*Text segment*
April 11, 2008
Recommended Reading

Glenn Reynolds asks for science fiction recommendations, so, in honor of tomorrow's Yuri's Night, here are mine:


  • The Wall at the Edge of the World -- telepathic society lives in peace and harmony in a walled-in future Northern California...and brutally murders anyone who isn't a teep. Including the rest of the human population.
  • Atlas Shrugged -- whaddya mean "it's not science fiction"? Of course it is. It's an alternate history, for one thing, splitting off from real history around 1925 as near as I can tell. For another, it features several elements of advanced technology: Rearden metal, Galt's motor (and related generators), the ray screen, the Xylophone, etc. (It's also a pretty darned funny book.)
  • Methuselah's Children/Time Enough for Love -- they really have to be read together. A good collection of character vignettes, with far-future technology and culture and the allure (and drawbacks) of radical life extension as unifying elements.
  • The Children's War -- another alternate history, set in the present-day Third Reich.
  • Dune -- need I say more?
  • Ender's Game -- ditto.
  • The Mote in God's Eye -- not your ordinary "first contact" novel. Interesting alien characterizations, and a deep backstory.
  • Red Moon -- the Soviets got a man to the moon first...and left him there.

*Written task 1*
Condense the paragraph of the reading list beginning "Atlas Shrugged -- whaddya mean" into a shorter version that keeps its main facts.
*Written task 2*
Set down the part of the reading list that opens with the words containing "Glenn Reynolds asks" and closes with "darned funny book.)".
Rely on the reading list alone.

[Records from a point labeling set]

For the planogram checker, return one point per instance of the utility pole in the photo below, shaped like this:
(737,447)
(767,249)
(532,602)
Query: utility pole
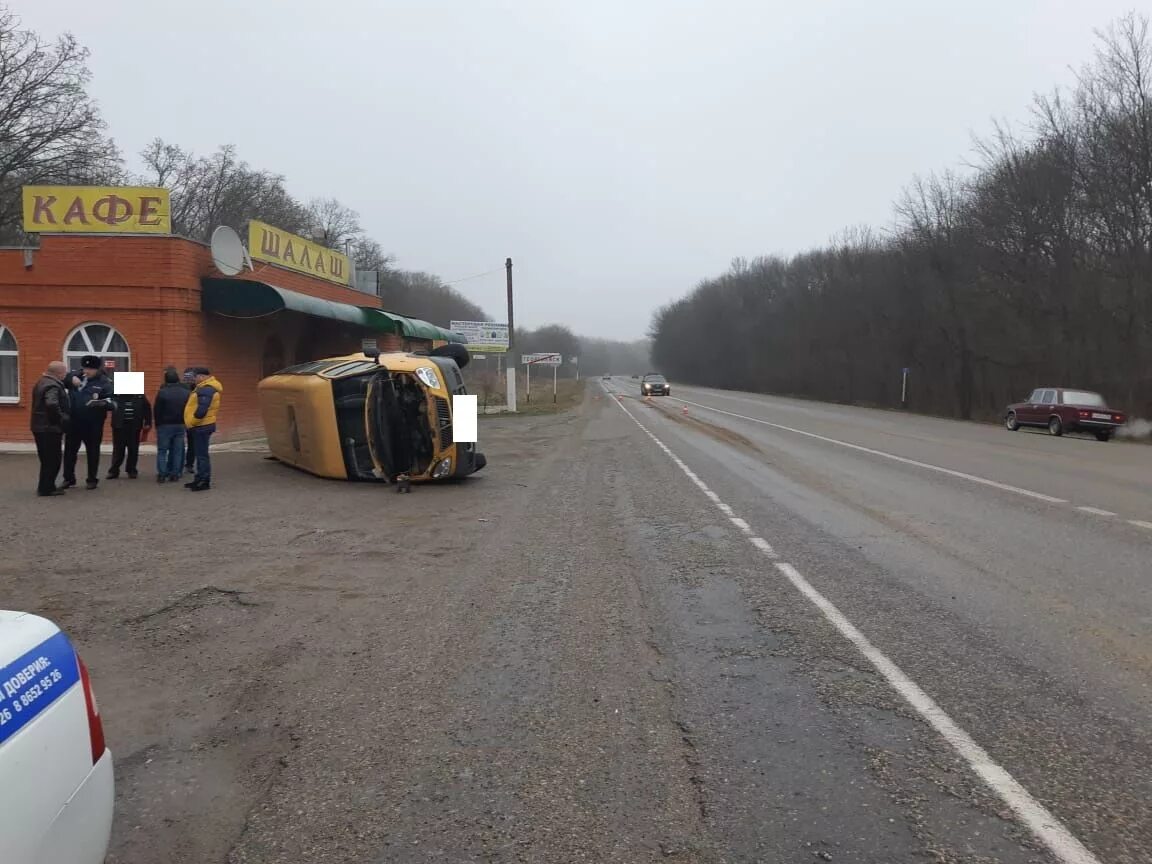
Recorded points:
(512,357)
(512,338)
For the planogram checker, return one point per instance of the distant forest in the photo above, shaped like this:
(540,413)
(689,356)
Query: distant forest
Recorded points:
(1033,268)
(51,131)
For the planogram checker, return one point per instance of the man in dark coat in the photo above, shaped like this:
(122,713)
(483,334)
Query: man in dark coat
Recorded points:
(91,392)
(131,418)
(189,452)
(168,415)
(51,410)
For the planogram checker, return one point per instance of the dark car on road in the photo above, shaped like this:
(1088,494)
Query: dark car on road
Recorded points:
(653,385)
(1066,410)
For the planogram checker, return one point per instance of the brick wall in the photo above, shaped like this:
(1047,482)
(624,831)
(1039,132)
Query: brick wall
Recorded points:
(148,288)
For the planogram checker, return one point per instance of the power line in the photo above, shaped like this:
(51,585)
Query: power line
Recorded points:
(476,275)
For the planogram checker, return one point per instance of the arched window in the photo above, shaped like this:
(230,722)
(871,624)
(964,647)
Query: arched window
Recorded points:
(103,341)
(9,366)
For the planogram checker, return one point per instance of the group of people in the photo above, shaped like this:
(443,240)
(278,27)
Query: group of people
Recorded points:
(70,409)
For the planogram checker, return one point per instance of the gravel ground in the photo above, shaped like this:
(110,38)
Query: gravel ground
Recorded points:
(570,657)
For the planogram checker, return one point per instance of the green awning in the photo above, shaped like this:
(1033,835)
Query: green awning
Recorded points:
(249,298)
(416,328)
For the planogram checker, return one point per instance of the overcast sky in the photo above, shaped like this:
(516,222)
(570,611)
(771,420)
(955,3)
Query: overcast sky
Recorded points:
(619,151)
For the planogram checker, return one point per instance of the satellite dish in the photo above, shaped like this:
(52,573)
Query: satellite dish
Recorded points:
(228,254)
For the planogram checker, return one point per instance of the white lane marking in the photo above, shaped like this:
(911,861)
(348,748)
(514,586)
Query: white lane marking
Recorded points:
(885,454)
(763,546)
(1047,828)
(1096,510)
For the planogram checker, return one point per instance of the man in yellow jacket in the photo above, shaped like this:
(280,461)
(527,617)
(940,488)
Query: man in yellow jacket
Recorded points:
(201,417)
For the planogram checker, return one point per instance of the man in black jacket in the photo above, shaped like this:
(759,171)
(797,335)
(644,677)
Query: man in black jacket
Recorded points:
(131,417)
(169,427)
(190,453)
(51,409)
(91,392)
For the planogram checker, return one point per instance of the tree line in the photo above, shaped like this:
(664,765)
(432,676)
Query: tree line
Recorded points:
(1032,268)
(52,133)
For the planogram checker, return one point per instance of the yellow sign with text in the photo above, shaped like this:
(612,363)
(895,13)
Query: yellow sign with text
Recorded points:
(273,245)
(96,210)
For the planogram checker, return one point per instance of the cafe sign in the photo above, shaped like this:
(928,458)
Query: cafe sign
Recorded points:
(278,247)
(96,210)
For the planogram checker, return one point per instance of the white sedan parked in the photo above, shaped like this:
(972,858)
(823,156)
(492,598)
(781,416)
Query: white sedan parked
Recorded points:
(55,772)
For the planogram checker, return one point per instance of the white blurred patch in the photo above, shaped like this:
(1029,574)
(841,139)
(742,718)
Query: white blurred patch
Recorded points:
(464,425)
(1135,429)
(128,384)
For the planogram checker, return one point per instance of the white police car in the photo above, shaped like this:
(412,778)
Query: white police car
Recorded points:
(55,772)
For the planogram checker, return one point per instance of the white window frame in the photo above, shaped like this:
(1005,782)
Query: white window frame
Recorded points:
(13,353)
(100,350)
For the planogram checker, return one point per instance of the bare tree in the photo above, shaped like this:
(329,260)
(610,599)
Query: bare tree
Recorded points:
(370,255)
(51,130)
(332,224)
(220,189)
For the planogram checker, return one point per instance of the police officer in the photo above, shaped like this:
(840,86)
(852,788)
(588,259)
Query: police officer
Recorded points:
(131,417)
(91,392)
(51,409)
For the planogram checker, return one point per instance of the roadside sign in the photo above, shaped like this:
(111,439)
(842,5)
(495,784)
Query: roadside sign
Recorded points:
(540,360)
(491,336)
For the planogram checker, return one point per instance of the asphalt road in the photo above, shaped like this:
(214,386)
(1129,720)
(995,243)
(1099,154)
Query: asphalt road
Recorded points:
(601,650)
(1008,575)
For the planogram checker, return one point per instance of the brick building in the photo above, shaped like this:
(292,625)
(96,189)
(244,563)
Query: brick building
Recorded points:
(145,302)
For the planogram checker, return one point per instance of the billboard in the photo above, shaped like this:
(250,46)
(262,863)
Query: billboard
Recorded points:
(489,336)
(273,245)
(540,360)
(96,210)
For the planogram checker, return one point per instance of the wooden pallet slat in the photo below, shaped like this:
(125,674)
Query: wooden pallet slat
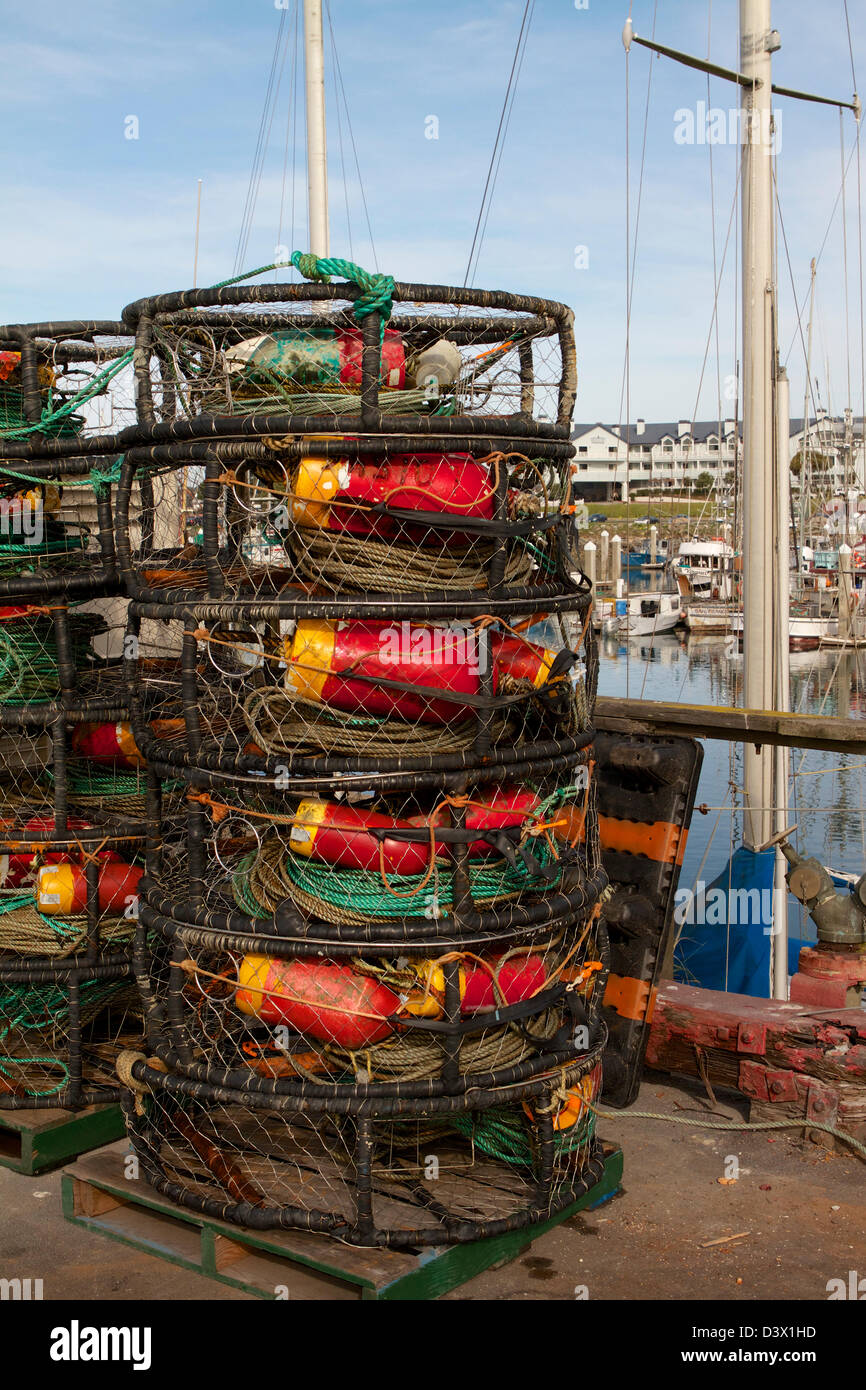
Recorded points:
(295,1265)
(35,1141)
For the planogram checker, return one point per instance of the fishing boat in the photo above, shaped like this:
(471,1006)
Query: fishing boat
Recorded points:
(642,615)
(637,559)
(705,569)
(752,952)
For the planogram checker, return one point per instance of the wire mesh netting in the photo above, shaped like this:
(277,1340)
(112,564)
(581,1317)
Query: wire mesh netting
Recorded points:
(357,720)
(71,830)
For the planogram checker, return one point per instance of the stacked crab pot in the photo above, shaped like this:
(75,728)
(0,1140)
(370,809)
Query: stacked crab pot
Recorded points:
(71,829)
(371,962)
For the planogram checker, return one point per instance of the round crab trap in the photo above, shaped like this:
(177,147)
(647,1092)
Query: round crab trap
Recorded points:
(363,355)
(66,389)
(68,908)
(71,829)
(441,1173)
(364,437)
(370,952)
(252,691)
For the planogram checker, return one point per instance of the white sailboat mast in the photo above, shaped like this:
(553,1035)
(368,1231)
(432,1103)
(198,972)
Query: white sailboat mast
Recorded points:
(756,43)
(317,143)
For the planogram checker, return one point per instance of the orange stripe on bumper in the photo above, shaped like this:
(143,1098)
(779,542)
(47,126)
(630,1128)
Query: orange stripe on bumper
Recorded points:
(655,840)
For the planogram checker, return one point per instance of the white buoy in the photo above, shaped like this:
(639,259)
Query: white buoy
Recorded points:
(616,558)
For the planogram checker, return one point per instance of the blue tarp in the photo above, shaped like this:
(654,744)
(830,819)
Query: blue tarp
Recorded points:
(723,927)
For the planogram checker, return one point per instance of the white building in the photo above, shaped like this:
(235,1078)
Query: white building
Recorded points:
(830,451)
(613,460)
(610,460)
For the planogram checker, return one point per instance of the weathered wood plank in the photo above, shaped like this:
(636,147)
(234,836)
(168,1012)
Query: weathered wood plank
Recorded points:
(616,715)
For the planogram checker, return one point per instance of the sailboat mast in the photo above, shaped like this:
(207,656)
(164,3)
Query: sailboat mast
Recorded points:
(317,143)
(756,43)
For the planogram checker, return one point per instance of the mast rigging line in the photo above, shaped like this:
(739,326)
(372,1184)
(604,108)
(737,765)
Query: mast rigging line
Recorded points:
(494,168)
(262,139)
(730,74)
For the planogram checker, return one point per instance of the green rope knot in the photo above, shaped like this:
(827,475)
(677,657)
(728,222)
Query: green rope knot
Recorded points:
(377,291)
(307,264)
(99,478)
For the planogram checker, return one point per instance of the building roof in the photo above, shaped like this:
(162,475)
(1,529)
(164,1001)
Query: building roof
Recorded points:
(699,431)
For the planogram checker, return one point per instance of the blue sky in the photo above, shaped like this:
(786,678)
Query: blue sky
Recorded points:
(93,220)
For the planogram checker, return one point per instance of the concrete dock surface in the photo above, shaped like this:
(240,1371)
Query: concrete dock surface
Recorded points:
(791,1219)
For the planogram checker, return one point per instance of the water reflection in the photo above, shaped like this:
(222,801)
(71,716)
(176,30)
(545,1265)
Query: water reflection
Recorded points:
(826,792)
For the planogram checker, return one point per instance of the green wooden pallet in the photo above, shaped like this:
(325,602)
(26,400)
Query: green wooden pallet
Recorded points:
(34,1141)
(295,1265)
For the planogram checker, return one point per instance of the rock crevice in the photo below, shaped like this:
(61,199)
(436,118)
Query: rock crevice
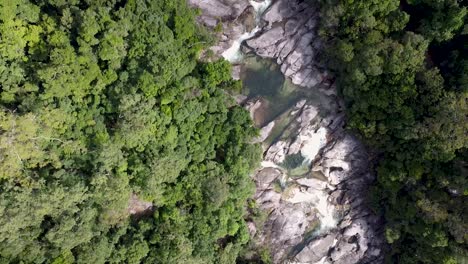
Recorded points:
(314,179)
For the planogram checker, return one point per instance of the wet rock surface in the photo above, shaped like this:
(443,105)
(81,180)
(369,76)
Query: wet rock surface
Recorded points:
(314,179)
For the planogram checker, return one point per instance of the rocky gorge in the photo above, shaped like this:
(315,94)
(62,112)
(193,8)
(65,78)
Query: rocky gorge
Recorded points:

*Exercise solution 1*
Atlas Shrugged is science fiction. It is an alternate history that splits from real history around 1925, and it features advanced technology: Rearden metal, Galt's motor and related generators, the ray screen, and the Xylophone. It is also a pretty funny book.

*Exercise solution 2*
Glenn Reynolds asks for science fiction recommendations, so, in honor of tomorrow's Yuri's Night, here are mine:


  • The Wall at the Edge of the World -- telepathic society lives in peace and harmony in a walled-in future Northern California...and brutally murders anyone who isn't a teep. Including the rest of the human population.
  • Atlas Shrugged -- whaddya mean "it's not science fiction"? Of course it is. It's an alternate history, for one thing, splitting off from real history around 1925 as near as I can tell. For another, it features several elements of advanced technology: Rearden metal, Galt's motor (and related generators), the ray screen, the Xylophone, etc. (It's also a pretty darned funny book.)